[标注与分割记录]
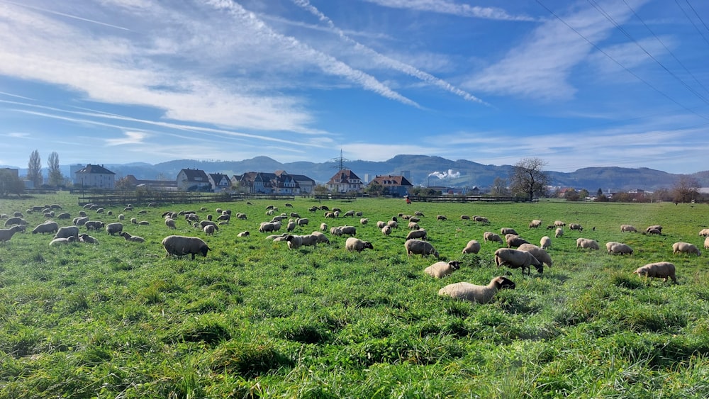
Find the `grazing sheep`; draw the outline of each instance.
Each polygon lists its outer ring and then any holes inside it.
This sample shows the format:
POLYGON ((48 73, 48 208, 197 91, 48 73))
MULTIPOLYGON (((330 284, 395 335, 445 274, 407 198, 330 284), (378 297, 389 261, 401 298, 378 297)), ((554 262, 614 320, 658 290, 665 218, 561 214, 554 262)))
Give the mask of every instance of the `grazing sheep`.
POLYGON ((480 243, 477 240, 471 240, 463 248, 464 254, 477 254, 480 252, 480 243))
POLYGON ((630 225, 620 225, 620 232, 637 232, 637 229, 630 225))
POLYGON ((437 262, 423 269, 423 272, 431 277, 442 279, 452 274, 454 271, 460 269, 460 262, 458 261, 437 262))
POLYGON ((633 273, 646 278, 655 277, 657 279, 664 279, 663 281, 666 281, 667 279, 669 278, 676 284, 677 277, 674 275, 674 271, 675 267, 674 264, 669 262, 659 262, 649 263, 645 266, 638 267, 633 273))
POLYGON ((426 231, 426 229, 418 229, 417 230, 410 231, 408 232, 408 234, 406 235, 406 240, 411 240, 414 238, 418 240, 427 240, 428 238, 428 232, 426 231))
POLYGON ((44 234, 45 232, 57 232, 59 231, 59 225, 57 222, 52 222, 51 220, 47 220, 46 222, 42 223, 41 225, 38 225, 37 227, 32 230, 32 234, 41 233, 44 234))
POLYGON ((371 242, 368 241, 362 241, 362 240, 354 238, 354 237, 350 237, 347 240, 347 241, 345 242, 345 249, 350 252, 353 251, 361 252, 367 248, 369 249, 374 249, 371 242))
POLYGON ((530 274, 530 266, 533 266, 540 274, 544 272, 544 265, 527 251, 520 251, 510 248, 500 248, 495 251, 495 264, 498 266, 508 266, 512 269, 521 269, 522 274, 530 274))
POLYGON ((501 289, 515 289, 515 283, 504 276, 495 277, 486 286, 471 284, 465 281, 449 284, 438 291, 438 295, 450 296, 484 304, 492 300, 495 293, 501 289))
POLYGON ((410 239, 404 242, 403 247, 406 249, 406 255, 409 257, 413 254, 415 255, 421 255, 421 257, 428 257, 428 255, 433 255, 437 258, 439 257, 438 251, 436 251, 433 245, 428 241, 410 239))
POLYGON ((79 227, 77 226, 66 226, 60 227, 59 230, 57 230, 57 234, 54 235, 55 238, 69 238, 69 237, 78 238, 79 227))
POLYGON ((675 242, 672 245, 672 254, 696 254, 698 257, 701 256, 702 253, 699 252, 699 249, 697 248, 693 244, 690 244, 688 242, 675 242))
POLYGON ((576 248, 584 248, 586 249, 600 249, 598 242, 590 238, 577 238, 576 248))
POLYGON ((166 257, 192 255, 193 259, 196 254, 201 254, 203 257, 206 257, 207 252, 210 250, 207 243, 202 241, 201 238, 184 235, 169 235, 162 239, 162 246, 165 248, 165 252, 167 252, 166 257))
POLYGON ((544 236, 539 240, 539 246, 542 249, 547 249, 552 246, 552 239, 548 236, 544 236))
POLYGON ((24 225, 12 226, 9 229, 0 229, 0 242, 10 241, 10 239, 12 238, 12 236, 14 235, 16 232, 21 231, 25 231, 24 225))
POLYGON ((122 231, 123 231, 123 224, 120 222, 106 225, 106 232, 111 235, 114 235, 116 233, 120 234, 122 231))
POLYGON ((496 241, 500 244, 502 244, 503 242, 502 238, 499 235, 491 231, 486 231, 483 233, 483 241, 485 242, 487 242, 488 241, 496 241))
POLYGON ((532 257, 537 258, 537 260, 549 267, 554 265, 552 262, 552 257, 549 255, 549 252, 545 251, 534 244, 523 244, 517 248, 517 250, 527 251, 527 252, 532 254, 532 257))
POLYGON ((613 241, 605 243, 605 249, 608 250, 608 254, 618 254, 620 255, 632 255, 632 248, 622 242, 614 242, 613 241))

### 练习题目
把上面这些行照原样输出一遍，图片不用放进去。

### 书面回答
Find the `grazing sheep`; draw the outline of each instance.
Each polygon lists its outer ring and then any holes inside it.
This sample shows the format:
POLYGON ((48 73, 48 208, 197 91, 48 73))
MULTIPOLYGON (((330 284, 395 335, 445 274, 407 198, 330 284), (378 297, 389 261, 401 298, 378 297)), ((554 262, 614 320, 658 290, 665 218, 561 214, 554 262)))
Give the mask of every instance of the `grazing sheep`.
POLYGON ((480 243, 477 240, 471 240, 463 248, 464 254, 477 254, 480 252, 480 243))
POLYGON ((630 225, 620 225, 620 232, 637 232, 637 229, 630 225))
POLYGON ((437 262, 423 269, 423 272, 431 277, 442 279, 452 274, 454 271, 460 269, 460 262, 458 261, 437 262))
POLYGON ((633 273, 646 278, 655 277, 657 279, 664 279, 663 281, 666 281, 667 279, 669 278, 676 284, 677 277, 674 275, 674 271, 675 267, 674 264, 669 262, 659 262, 649 263, 645 266, 638 267, 633 273))
POLYGON ((426 231, 426 229, 418 229, 417 230, 410 231, 408 232, 408 234, 406 235, 406 240, 411 240, 414 238, 418 240, 427 240, 428 238, 428 232, 426 231))
POLYGON ((44 234, 45 232, 57 232, 59 231, 59 225, 57 222, 52 222, 51 220, 47 220, 46 222, 42 223, 41 225, 38 225, 37 227, 32 230, 32 234, 41 233, 44 234))
POLYGON ((371 242, 368 241, 362 241, 362 240, 354 238, 354 237, 350 237, 347 240, 347 241, 345 242, 345 249, 350 252, 353 251, 361 252, 367 248, 369 249, 374 249, 371 242))
POLYGON ((530 274, 530 266, 533 266, 540 274, 544 272, 544 265, 527 251, 520 251, 510 248, 500 248, 495 251, 495 264, 498 266, 508 266, 512 269, 521 269, 522 274, 530 274))
POLYGON ((501 289, 515 289, 515 283, 504 276, 495 277, 486 286, 471 284, 465 281, 449 284, 438 291, 438 295, 450 296, 484 304, 492 300, 495 293, 501 289))
POLYGON ((410 239, 404 242, 403 247, 406 249, 406 255, 409 257, 413 254, 415 255, 421 255, 421 257, 428 257, 428 255, 433 255, 437 258, 439 257, 438 251, 436 251, 433 245, 428 241, 410 239))
POLYGON ((79 227, 77 226, 66 226, 60 227, 59 230, 57 230, 57 234, 54 235, 55 238, 69 238, 69 237, 78 238, 79 227))
POLYGON ((675 242, 672 245, 672 254, 696 254, 698 257, 701 256, 702 253, 699 252, 699 249, 697 248, 693 244, 690 244, 688 242, 675 242))
POLYGON ((576 248, 584 248, 586 249, 600 249, 598 242, 590 238, 577 238, 576 248))
POLYGON ((166 257, 192 255, 193 259, 196 254, 201 254, 203 257, 206 257, 207 252, 210 250, 207 243, 202 241, 201 238, 184 235, 169 235, 162 239, 162 246, 165 248, 165 252, 167 252, 166 257))
POLYGON ((544 236, 539 240, 539 246, 542 249, 547 249, 552 246, 552 239, 548 236, 544 236))
POLYGON ((24 225, 12 226, 9 229, 0 229, 0 242, 10 241, 10 239, 12 238, 12 236, 14 235, 16 232, 21 231, 25 231, 24 225))
POLYGON ((122 231, 123 231, 123 224, 120 222, 106 225, 106 232, 111 235, 114 235, 116 233, 120 234, 122 231))
POLYGON ((496 241, 500 244, 502 244, 503 242, 502 238, 499 235, 491 231, 486 231, 483 233, 483 241, 485 242, 487 242, 488 241, 496 241))
POLYGON ((532 257, 537 258, 537 260, 549 267, 554 265, 552 262, 552 257, 549 255, 549 252, 545 251, 534 244, 523 244, 517 248, 517 250, 527 251, 527 252, 532 254, 532 257))
POLYGON ((613 241, 605 243, 605 249, 608 250, 608 254, 618 254, 620 255, 632 255, 632 248, 622 242, 614 242, 613 241))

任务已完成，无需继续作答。